WHAT TO WORK ON:
Pick out every line in the items below that contains the word "white".

** BEGIN DATA ENTRIES **

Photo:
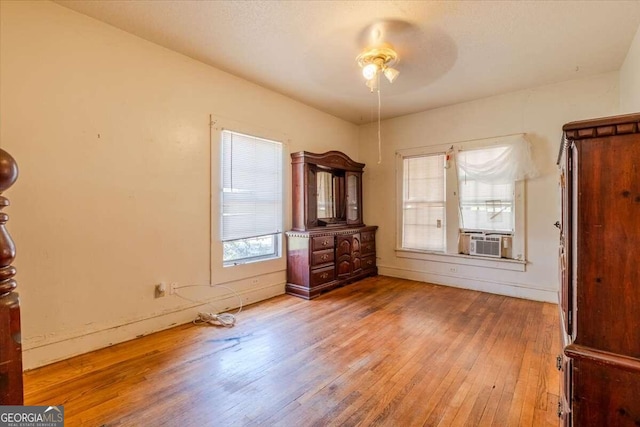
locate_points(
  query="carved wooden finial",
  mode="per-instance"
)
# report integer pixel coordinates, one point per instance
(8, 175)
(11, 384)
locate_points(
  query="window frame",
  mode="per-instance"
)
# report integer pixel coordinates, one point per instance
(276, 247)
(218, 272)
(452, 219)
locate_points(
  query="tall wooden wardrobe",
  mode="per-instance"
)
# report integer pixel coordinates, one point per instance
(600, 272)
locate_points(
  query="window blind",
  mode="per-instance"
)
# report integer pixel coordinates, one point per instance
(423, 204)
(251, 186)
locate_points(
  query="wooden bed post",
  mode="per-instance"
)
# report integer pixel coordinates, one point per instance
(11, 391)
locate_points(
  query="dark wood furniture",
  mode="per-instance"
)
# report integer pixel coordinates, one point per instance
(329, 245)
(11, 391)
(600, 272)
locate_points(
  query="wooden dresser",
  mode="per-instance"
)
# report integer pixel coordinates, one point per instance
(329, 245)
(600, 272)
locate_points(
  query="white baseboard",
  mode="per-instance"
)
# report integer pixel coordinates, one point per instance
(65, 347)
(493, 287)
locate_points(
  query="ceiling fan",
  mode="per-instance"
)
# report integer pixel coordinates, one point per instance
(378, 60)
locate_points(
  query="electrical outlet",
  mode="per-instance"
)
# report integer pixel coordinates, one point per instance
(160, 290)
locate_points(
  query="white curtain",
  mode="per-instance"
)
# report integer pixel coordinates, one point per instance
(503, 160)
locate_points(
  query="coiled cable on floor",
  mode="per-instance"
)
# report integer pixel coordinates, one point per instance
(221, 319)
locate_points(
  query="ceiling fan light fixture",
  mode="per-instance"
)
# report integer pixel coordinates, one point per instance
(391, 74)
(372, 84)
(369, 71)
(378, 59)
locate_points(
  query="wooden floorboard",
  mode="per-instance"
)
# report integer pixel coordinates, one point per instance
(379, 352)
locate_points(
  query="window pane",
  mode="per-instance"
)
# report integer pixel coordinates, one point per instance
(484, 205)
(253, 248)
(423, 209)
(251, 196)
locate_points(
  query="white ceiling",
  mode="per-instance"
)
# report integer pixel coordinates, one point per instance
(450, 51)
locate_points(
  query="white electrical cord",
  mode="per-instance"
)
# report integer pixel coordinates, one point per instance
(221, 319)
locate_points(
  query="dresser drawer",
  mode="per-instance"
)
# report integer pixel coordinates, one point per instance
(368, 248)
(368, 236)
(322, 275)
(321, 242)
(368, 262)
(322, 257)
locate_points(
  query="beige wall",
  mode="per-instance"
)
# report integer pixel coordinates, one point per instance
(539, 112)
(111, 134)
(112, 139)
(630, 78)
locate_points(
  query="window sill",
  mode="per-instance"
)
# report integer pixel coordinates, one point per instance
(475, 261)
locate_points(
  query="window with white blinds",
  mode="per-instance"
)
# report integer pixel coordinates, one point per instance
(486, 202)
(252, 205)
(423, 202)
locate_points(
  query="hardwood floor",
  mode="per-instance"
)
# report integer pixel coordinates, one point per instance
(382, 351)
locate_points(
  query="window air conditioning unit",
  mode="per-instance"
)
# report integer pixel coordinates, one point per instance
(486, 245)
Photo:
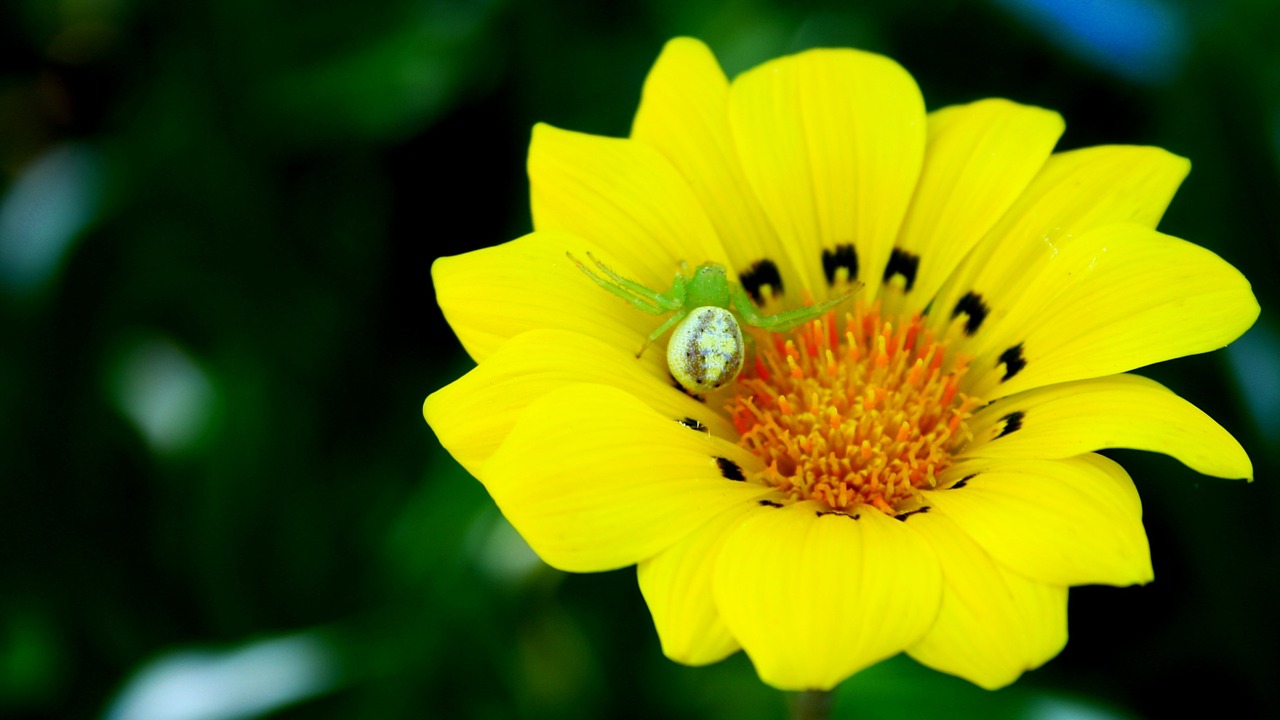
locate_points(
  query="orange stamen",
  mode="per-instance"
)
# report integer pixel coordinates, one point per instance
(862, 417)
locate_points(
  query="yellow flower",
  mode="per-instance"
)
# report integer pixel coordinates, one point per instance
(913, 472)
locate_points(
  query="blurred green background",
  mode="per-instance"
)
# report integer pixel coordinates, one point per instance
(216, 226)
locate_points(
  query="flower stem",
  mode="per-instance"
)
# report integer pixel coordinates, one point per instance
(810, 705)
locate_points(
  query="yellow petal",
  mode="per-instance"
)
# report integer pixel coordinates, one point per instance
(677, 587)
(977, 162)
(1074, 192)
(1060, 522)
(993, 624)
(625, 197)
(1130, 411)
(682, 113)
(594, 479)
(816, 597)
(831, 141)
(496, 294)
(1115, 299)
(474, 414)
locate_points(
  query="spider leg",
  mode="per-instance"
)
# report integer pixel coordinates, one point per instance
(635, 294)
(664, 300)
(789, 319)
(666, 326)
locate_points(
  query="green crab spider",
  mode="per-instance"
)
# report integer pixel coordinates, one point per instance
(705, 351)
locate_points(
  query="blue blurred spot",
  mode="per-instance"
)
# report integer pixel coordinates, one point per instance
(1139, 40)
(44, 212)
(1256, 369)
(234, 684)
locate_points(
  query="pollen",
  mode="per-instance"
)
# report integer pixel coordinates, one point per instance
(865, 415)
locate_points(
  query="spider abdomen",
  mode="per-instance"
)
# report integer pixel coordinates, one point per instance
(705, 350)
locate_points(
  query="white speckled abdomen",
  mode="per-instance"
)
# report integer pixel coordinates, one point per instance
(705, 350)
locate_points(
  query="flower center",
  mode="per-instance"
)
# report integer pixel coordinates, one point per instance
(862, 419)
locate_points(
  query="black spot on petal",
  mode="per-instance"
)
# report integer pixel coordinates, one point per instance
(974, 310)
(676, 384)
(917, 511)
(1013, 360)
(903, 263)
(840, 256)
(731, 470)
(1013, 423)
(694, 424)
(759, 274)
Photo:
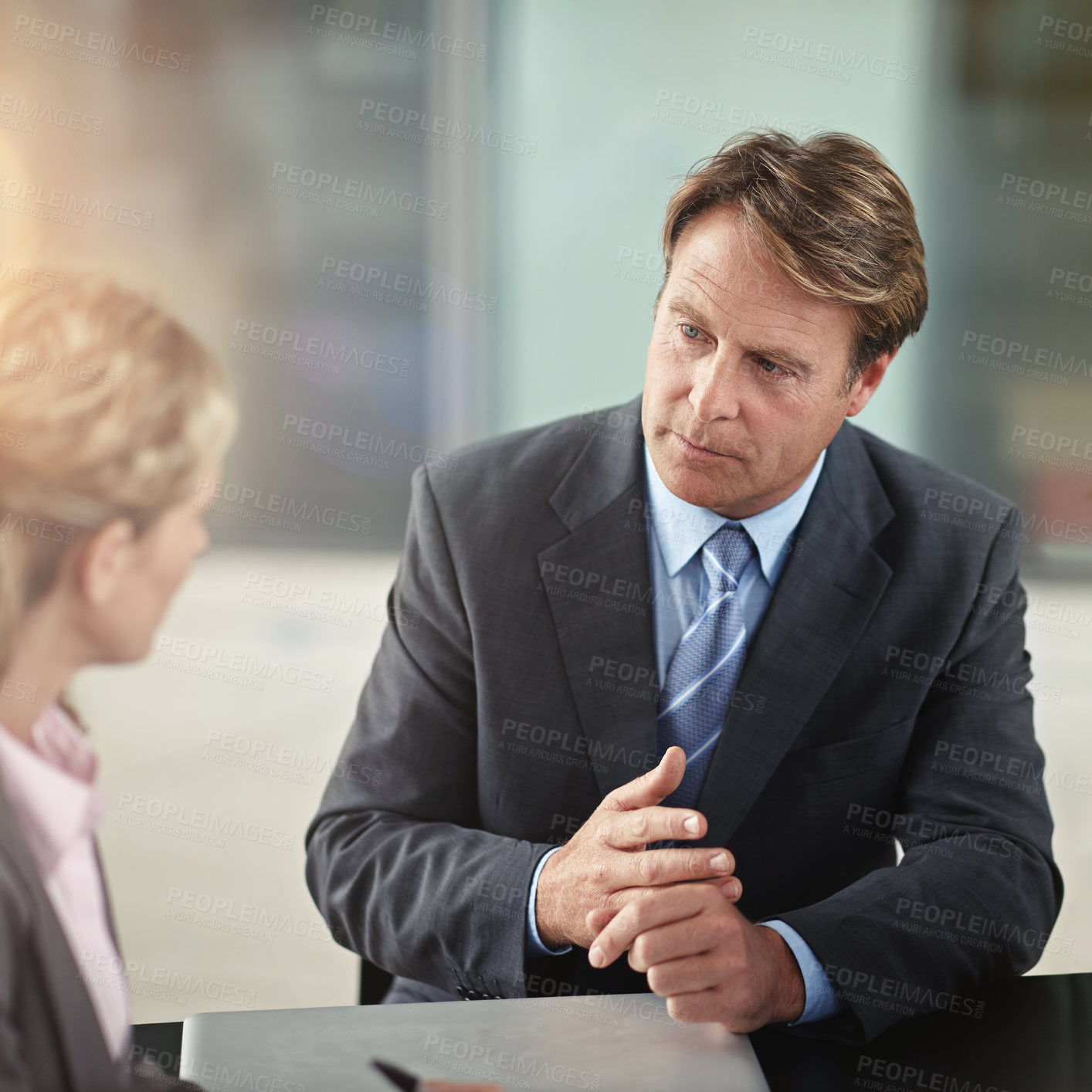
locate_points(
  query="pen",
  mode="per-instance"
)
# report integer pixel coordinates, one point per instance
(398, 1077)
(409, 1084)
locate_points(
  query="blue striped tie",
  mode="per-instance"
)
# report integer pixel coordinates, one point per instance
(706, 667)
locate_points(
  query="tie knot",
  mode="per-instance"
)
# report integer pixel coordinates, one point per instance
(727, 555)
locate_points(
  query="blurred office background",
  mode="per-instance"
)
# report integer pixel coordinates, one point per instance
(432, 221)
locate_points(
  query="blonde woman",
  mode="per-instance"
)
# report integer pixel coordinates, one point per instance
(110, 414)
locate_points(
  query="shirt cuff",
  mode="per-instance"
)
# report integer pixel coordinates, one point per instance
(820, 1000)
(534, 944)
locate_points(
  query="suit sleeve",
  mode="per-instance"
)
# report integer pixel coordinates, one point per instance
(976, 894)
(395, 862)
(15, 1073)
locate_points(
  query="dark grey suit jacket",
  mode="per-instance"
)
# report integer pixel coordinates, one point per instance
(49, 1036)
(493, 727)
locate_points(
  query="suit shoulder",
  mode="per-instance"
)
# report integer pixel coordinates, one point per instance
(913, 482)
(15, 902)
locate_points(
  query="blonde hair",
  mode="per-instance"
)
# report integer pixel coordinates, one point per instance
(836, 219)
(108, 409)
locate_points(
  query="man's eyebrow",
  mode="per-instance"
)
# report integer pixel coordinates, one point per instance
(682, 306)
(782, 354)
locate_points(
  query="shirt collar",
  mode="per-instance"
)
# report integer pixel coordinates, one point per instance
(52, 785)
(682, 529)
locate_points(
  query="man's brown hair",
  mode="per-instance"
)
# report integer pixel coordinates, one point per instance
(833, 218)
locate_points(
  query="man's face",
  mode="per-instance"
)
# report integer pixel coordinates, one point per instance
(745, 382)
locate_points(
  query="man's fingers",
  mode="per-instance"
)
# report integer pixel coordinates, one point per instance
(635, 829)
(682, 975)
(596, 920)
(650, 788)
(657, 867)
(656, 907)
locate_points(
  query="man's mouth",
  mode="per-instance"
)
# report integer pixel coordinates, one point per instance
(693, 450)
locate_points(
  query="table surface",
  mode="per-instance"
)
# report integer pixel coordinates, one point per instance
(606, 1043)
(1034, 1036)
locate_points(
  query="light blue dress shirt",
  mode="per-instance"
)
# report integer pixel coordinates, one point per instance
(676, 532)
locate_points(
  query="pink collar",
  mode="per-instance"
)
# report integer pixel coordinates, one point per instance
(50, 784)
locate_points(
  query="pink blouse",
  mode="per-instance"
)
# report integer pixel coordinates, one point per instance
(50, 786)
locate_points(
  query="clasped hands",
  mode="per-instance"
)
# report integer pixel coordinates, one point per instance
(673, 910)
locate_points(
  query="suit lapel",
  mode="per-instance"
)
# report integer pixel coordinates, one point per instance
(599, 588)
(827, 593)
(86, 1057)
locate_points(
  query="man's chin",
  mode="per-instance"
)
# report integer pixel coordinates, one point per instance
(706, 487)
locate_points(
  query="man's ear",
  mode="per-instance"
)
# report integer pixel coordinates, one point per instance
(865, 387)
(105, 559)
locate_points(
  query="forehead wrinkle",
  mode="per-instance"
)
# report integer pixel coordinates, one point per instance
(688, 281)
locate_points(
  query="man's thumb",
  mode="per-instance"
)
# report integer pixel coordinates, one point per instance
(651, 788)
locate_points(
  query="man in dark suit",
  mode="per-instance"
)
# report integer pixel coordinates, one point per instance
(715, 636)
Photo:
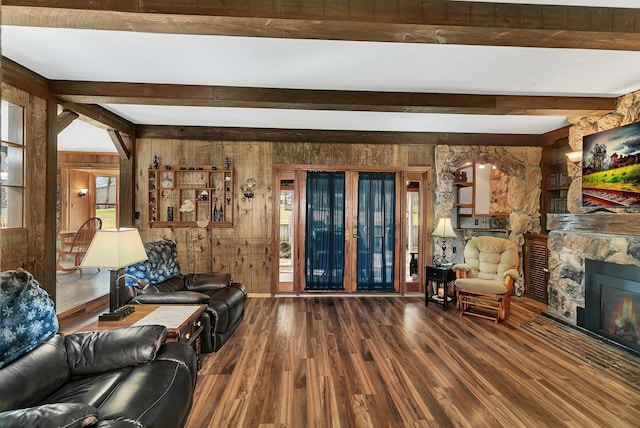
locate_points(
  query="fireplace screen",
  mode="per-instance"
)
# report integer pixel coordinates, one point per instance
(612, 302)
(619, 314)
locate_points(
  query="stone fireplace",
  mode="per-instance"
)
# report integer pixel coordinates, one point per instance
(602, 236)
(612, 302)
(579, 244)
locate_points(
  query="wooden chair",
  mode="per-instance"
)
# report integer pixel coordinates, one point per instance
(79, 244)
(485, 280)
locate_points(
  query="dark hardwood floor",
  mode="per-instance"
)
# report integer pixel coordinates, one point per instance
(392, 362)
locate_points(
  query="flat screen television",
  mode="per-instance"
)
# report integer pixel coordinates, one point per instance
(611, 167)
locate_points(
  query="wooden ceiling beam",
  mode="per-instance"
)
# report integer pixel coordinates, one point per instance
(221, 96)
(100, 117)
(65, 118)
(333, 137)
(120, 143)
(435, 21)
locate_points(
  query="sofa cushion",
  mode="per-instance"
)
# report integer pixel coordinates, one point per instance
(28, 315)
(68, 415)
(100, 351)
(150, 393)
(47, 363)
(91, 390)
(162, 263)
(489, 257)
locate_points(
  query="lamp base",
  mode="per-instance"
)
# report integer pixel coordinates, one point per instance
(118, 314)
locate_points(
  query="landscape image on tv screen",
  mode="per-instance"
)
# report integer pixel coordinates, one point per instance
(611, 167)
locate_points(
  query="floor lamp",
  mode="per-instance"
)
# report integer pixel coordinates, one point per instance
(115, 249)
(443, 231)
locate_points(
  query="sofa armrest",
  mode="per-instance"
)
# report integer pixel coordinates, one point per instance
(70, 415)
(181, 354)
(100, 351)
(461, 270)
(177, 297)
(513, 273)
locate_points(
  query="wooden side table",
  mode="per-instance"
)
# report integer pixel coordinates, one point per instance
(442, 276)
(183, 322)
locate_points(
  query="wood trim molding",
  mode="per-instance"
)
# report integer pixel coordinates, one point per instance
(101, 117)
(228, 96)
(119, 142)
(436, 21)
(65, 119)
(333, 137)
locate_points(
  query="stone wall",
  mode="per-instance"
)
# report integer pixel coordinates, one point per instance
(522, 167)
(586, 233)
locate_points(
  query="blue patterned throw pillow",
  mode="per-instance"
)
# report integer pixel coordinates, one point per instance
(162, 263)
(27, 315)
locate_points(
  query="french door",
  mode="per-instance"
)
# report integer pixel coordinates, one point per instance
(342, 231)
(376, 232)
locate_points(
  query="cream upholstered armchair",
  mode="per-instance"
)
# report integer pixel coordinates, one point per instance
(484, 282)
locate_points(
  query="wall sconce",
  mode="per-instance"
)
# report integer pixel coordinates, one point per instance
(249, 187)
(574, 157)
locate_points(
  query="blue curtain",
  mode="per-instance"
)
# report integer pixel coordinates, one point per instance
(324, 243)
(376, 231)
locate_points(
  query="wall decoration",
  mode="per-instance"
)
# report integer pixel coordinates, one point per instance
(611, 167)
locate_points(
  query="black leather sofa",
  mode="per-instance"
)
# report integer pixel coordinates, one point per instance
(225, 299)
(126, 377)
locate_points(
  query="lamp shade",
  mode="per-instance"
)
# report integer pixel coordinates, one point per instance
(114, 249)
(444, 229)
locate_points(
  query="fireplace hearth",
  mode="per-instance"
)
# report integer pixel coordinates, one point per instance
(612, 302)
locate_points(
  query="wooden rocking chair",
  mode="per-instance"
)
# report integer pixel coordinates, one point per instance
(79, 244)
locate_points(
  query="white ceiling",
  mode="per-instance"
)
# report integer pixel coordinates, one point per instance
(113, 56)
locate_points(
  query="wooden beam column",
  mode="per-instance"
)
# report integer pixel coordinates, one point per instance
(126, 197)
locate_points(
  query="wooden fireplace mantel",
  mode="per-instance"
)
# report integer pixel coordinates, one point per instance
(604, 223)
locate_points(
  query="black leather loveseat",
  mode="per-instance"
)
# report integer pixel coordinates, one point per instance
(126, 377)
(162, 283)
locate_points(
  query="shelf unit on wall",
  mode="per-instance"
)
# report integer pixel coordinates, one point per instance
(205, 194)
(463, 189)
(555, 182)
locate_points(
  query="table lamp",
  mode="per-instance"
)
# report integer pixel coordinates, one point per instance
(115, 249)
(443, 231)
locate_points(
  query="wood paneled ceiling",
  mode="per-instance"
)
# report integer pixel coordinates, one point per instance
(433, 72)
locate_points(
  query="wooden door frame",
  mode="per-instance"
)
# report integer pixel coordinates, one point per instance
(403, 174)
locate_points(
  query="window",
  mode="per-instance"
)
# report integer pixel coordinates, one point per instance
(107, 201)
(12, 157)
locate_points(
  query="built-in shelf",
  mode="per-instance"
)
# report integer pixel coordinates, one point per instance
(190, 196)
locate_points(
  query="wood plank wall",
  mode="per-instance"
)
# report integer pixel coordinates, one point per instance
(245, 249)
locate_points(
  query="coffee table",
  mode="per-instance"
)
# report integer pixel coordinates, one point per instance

** END DATA ENTRIES **

FINAL RESULT:
  query="white baseboard",
  query="white curtain",
  query="white ceiling",
  query="white electrical cord",
  query="window with white blinds",
  query="white speckled abdomen",
  query="white ceiling",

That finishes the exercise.